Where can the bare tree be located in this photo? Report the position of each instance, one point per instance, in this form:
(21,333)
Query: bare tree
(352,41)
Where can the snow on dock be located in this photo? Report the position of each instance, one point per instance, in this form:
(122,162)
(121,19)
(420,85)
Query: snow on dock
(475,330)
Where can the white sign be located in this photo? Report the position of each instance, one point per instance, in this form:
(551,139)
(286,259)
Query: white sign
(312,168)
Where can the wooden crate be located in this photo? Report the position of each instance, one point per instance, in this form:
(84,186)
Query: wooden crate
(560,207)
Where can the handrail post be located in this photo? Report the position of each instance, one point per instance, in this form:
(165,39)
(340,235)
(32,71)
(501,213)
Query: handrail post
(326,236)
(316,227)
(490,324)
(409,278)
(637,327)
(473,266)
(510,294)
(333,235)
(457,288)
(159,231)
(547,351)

..............................

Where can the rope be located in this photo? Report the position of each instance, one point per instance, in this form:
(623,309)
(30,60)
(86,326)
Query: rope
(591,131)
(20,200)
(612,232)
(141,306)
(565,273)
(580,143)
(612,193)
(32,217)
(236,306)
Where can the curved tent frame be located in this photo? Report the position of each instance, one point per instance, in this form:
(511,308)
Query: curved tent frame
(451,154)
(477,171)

..............................

# Written task:
Gather every line of the records above that contains the word "tent", and copy each one out in full.

# Reply to the task:
Where can the curved tent frame be located in this photo? Report the position of each instance, one point per instance, in this form:
Query: curved tent frame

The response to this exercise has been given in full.